→ Tasks for this exercise:
- 1) Decide whether each statement below agrees with the homemade decoys thread, answering yes or no and quoting the text's deciding words: (a) The first reply doubts that homemade floaters could be made for less than the price of Hot Buys. (b) One reply holds that the initial cost of equipment would be lower than buying 3-4 dozen Hot Buys. (c) The person who opened the thread describes themselves as a high school student.
- 2) Proceed with the homemade decoys thread, picking up right after its last line.

→ Passage provided:
/---

# Homemade decoys



## clu__82 (Jun 27, 2006)

Sooo I am a university student and am always looking to save money as many of you know the shoes that I am in ....therefore....I was wondering if anyone has made homemade decoys for a relative inexpensive price.....is it worth it .....do the decoys work ...please give me your thoughts ....

Thanks alot

Clu__82


----------



## djleye (Nov 14, 2002)

If you are talking about duck decoys, floaters, I cannot imagine that you could make anything cheaper than the hot buys sell for these days. They are so cheap now I would guess it would be impossible to make anything cheaper.


----------



## goosegrinder (Mar 4, 2005)

you can make them but the intial cost of equipment would be higher than buying 3-4dz. Hot Buys as suggested already.Plus,what's your time worth to you?

Alex


----------



## Young'in (Feb 1, 2006)

http://www.cabelas.com/cabelas/en/templ ... hasJS=true.

There ya go. Cheap quality decoys.


----------



## WingedShooter7 (Oct 28, 2005)

\---

→ Supplied records:

/---

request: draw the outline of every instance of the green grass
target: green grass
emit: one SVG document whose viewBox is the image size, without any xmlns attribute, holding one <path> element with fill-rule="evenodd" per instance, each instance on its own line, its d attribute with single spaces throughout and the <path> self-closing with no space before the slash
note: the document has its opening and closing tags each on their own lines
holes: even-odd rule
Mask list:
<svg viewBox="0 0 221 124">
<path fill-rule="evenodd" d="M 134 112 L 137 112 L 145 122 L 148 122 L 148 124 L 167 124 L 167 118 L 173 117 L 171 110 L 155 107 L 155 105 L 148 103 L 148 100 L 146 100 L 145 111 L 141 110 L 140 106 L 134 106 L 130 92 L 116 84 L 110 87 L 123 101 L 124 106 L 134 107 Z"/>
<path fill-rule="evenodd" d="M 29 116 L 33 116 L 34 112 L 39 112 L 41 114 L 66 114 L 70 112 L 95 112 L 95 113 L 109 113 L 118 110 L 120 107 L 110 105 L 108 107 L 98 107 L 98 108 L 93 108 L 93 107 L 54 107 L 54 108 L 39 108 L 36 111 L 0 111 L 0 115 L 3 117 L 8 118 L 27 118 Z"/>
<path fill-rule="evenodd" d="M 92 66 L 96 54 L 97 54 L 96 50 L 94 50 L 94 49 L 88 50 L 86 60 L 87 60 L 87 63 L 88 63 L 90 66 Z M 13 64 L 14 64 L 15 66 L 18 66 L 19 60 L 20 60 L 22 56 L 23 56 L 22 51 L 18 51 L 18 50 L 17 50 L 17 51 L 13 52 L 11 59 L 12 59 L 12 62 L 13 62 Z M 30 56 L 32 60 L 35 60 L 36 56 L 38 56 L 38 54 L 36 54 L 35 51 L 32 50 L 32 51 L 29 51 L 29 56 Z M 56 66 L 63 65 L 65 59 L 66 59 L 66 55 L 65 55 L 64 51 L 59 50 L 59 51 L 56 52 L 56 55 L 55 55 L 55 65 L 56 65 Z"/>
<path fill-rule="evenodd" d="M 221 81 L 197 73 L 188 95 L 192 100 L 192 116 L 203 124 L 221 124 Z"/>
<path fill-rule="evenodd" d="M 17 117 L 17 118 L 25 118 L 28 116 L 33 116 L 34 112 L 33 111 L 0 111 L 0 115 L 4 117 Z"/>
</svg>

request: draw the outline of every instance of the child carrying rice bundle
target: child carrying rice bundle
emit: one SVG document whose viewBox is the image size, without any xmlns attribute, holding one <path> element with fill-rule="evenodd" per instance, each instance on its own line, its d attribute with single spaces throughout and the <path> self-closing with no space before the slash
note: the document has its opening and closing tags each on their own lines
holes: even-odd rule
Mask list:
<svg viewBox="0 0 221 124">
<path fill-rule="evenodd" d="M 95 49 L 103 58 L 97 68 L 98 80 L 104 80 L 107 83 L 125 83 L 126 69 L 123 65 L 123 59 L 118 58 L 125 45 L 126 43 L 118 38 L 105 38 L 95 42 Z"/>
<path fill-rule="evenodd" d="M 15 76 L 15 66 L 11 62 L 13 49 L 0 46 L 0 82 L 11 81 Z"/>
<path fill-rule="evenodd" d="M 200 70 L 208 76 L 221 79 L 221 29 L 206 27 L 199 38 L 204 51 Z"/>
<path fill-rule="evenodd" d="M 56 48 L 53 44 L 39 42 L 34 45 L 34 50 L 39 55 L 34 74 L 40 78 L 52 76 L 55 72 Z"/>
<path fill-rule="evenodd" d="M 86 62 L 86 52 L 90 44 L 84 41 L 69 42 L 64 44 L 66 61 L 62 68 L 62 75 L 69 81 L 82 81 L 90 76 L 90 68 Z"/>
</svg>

\---

→ Answers to the problems:
- 1)
(a) Yes: "I cannot imagine that you could make anything cheaper than the hot buys sell for these days."
(b) No: "the intial cost of equipment would be higher than buying 3-4dz. Hot Buys"
(c) No: "I am a university student"

- 2)
http://www.cabelas.com/cabelas/en/templ ... 206&N=4892
Cheaper!!!!!!!!!! 17.99 how much cheaper can you get?


----------



## clu__82 (Jun 27, 2006)

That's what I kinda figured .....I have a fairly large spread ...well atleast I think I do....how many decoys do most of you have .....???? because I have 28 decoys....should I get more ...?? or is that a decent start???? ...ideas are welcomed once again ....and thanks for the thoughts about the decoy questions....


----------



## goosegrinder (Mar 4, 2005)

my duck floater spread will range anywhere from 3decoys(yes,only 3) - 6dz. decoys,just kinda depends on what your'e hunting and the conditions your'e hunting in.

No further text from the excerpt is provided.